[EXCERPT]
.....

A representative for Basic Research, the manufacturer of the pills, said the pills were already the No. 1 nonephedrine diet pill when Britney was discovered as a customer, but the incident did create a bump in sales.

Britney's gossip train

Britney has rediscovered religion. No, she's overweight and hooked on diet pills. Wait, she just misses her ex-husband of 55 hours. Actually she's fighting depression.

Her "Entertainment Tonight" quotient is higher than Michael Jackson, and like M.J., aka Jacko, she's got her own nickname in the British tabloid press: Brit-Brit.

"She has reached major icon status on a worldwide level," said Matthew Donahue, a professor of popular culture at Bowling Green State University. "Like her or not, she's a major force in popular culture right now, and major industry revolves around her.

"I went to Japan, and there was Britney stuff everywhere. I went to Singapore, and they're loving her there, too. When the album came out, 'In the Zone,' it was Britneymania . . .

"In my classes, the guys just rave about Britney Spears. They love her, and they think she's great -- not her music so much, but I think a lot of it has to do with her body. She's quite provocative with everything that she does."

Her 55-hour marriage definitely raised a few eyebrows. Gene Robinson, the first openly gay bishop of the U.S. Episcopal Church, brought the singer into the gay-marriage debate by telling the Associated Press: "It is very irritating to me that Britney Spears, when she traipsed off to be married in Las Vegas, instantly had what my partner of 15 years and I do not have."

.....

[SUPPLIED DATA]
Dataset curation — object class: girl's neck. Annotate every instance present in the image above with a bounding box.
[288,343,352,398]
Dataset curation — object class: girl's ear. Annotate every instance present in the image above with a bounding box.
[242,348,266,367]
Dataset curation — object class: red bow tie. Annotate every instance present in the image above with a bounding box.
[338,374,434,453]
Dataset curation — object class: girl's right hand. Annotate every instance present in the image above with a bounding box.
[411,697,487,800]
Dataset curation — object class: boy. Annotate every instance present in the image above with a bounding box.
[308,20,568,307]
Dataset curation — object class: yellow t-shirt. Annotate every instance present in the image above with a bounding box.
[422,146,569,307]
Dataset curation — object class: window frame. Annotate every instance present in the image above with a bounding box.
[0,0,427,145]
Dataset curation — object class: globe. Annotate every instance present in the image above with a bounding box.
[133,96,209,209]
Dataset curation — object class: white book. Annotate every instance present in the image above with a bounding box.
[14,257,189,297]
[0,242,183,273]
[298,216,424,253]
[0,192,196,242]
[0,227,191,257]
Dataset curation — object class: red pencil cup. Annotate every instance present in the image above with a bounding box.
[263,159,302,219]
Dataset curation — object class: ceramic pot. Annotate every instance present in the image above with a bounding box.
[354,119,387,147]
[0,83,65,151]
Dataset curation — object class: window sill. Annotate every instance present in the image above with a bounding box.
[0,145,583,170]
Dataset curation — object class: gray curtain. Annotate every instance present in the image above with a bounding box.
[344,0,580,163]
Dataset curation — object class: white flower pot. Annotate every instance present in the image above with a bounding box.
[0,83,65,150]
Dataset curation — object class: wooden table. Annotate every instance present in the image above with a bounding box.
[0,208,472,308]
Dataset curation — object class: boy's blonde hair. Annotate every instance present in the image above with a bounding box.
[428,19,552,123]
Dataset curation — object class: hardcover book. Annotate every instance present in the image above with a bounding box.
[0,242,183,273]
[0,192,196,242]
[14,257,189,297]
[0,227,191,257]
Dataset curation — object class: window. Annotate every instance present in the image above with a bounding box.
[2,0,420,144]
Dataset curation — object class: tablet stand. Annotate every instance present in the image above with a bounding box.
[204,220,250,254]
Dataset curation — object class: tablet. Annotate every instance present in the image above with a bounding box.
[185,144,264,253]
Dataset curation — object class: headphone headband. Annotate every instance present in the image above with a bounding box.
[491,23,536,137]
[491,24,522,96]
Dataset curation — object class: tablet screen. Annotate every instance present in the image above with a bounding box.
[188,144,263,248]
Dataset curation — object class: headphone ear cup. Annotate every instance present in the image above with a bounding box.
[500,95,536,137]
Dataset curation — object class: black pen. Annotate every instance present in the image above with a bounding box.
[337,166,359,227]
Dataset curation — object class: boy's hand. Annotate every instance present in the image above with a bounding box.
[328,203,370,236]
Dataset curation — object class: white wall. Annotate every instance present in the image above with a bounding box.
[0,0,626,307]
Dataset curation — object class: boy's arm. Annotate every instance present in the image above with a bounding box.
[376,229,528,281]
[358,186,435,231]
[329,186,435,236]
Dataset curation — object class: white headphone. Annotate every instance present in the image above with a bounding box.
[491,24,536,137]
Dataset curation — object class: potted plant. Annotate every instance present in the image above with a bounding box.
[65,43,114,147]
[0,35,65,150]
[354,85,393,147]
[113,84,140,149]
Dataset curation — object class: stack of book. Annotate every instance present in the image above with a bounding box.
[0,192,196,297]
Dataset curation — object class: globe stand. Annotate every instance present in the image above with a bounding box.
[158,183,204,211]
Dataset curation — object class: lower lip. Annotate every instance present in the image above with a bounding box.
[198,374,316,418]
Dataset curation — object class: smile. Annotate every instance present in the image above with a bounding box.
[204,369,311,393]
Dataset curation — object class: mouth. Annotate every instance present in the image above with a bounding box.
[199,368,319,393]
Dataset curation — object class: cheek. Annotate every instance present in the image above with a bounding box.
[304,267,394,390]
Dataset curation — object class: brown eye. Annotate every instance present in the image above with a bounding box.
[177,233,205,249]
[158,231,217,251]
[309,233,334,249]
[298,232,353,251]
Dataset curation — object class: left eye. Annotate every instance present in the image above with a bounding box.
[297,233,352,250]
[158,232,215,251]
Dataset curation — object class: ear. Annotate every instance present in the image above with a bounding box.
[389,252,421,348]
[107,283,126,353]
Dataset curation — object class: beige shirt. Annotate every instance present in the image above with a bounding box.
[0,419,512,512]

.....

[LIST OF TASKS]
• a. Check each statement against the excerpt about Britney Spears. For each, answer yes or no and quote the words from the excerpt that decide it.
(i) Matthew Donahue teaches at Bowling Green State University.
(ii) The British tabloid press has a nickname for Britney.
(iii) According to the Basic Research representative, Britney made the pills the No. 1 nonephedrine diet pill.
• b. Sum up the excerpt about Britney Spears in two sentences.
• c. Resume the excerpt about Britney Spears right after its last sentence.

[ANSWERS FOR THE TASKS]
• a.
(i) Yes: "a professor of popular culture at Bowling Green State University"
(ii) Yes: "she's got her own nickname in the British tabloid press: Brit-Brit"
(iii) No: "the pills were already the No. 1 nonephedrine diet pill when Britney was discovered as a customer"

• b. The gossip about Britney Spears keeps changing, and a popular culture professor says she has reached worldwide icon status, with people loving her as far away as Japan and Singapore. Her 55-hour marriage also raised eyebrows, and Gene Robinson, the first openly gay bishop of the U.S. Episcopal Church, said it irritated him that she instantly had what he and his partner of 15 years do not.

• c.
The mall-rat fashion of Britney

Going back to the Britney Spears Internet search, No. 7 on the list is the Britney Spears Cafi, which is an impressive, interactive site subtitled "Dress Like Britney."

It shows magazine clippings and TV stills of Britney at the Super Bowl wearing a tight, cropped Aerosmith T-shirt or on the street wearing a Pepsi-mocking "Sexsi" symbol. Next to the pix are links, prices and examples of similar clothing. For less than $100, you, too, can look like Brit-Brit.

LiquidGeneration's Jenkins said fans might as well focus on the fashion when the music's so rotten.

"The popularity in her music is definitely waning," he said. (To be fair, we'll note Britney's enjoying her first No. 1 single, "Toxic," since 2000's ". . . Oops I Did It Again.")

"But is her celebrity waning as a whole? Sometimes, sometimes not," Jenkins adds. "She's not as much fun to talk about anymore. It's like Michael Jackson. How many Michael Jackson jokes can you make?"

Collective therapy via Britney

The American paparazzi caught Britney leaving a bookstore with the book "Listening to Prozac" a few months after the British photogs caught her with the diet pills. In addition to boosting sales, photos like these humanize the popstar and allow Average Janes to feel OK about their battles with depression, obesity and other issues.

"People like to imagine that their stars are untouchable and amazing and larger than life, and they have an equal desire to imagine that they're mere mortals," said Rose. "It's a contradictory desire.

"That said, I am very cynical about these kinds of things," she said. "There's such a media engine behind all these superstars, and now they can't survive without it. Why is it that if Britney wanted a book about Prozac, why wouldn't she just order it on Amazon? She knows the cameras are on her 24/7."

Transition to womanhood

Britney was barely 18 when her first single was owning radio. So although her world had revolved around showbiz already, this was more than a supporting Mouseketeer role. She was prepping for superstardom, and she was going to be growing up quickly.

"It's like her song, 'I'm Not a Girl, Not Yet a Woman,' because she's going through a major transition as far as who she is and who her audience is, too," said Donahue.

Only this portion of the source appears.